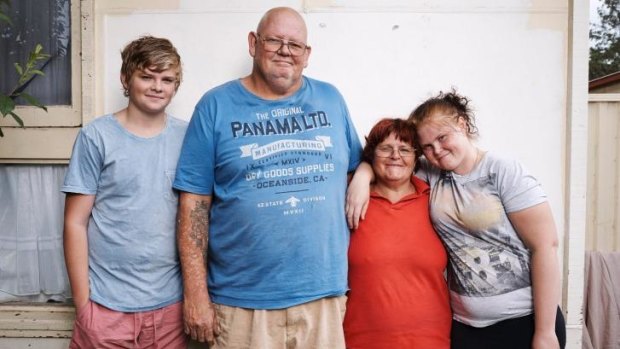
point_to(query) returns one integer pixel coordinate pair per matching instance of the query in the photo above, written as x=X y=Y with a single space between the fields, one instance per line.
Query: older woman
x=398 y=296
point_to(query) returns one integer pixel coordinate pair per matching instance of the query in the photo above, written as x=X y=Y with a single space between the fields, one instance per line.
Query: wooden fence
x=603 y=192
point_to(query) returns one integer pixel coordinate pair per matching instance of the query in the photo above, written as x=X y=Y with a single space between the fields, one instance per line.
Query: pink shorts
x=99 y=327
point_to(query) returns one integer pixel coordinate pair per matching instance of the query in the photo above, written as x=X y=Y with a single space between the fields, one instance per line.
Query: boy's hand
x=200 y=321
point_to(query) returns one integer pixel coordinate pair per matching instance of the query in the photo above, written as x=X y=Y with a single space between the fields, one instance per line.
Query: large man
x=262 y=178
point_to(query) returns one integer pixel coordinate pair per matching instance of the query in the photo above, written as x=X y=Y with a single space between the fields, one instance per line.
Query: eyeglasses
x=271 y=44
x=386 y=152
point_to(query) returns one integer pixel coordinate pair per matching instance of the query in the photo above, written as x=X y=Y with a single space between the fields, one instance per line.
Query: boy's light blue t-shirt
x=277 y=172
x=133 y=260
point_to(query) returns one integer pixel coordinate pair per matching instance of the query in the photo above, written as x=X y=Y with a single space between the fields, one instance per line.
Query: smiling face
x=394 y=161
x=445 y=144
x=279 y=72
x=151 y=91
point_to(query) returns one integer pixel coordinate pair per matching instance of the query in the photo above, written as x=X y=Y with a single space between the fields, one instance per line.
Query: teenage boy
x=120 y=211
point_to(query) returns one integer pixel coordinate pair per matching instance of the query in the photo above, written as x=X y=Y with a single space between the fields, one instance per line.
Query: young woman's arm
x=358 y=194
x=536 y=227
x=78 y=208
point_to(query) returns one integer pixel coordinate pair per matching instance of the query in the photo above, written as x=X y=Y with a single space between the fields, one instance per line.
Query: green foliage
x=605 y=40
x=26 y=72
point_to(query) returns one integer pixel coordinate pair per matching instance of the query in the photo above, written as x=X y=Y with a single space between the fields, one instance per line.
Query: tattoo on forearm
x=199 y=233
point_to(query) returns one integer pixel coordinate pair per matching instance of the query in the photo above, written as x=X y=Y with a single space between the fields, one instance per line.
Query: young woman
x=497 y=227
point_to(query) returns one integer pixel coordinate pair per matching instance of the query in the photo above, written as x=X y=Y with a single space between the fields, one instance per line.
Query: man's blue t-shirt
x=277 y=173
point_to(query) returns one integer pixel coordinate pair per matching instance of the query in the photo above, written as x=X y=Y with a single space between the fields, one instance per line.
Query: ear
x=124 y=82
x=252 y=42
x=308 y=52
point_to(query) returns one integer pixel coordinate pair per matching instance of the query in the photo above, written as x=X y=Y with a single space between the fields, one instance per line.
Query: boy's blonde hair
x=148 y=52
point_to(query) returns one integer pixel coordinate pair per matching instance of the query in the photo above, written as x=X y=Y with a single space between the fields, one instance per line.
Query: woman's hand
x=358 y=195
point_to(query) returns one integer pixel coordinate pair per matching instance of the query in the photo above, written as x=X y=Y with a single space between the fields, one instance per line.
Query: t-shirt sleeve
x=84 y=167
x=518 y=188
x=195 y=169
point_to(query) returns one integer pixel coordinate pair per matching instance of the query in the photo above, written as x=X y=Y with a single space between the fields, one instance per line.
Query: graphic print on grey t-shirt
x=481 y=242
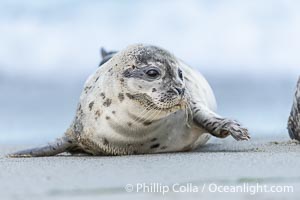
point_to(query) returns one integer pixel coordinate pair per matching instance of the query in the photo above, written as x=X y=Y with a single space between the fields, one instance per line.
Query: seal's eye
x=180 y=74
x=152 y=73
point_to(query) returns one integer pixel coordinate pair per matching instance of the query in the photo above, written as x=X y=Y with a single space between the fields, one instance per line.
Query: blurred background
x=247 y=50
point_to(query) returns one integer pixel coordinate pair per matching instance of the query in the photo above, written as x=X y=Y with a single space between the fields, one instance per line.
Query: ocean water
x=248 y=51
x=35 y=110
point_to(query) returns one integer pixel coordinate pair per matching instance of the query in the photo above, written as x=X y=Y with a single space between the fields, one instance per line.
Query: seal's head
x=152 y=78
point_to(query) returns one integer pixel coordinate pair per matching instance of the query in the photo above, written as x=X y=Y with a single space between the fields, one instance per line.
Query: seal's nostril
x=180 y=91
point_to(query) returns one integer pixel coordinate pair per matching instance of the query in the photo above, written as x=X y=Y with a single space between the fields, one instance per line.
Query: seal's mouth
○ ○ ○ ○ ○
Your instructions – Convert the material from its beginning through the line containing "x=262 y=178", both ends included, into a JSON list of strings with one string per line. Skip blank lines and leave the pictures out.

Complete answer –
[
  "point_to(query) returns one integer pixel coordinate pair per matching instance of the query in the photo above, written as x=X y=Y with a single space between the fields, one instance per line.",
  "Query: older woman",
  "x=398 y=296",
  "point_to(query) returns one integer pixel coordinate pair per matching instance of the query in the photo above, written as x=X y=Y with a single space between the fields, one instance per line.",
  "Query: wooden fence",
  "x=603 y=192",
  "point_to(query) returns one integer pixel coordinate pair per matching instance of the query in the photo above, written as x=X y=Y with a single space between the fields, one instance per line.",
  "Query: pink shorts",
  "x=99 y=327",
  "point_to(query) returns one integer pixel coordinate pair per matching instance of the query in the photo above, written as x=X y=Y with a single space between the fields, one instance per line.",
  "Query: boy's hand",
  "x=200 y=321",
  "point_to(query) returns one integer pixel coordinate pair per matching instance of the query in the photo above, written as x=X y=Y with a single space between the fields, one instance per line.",
  "Query: large man",
  "x=262 y=178"
]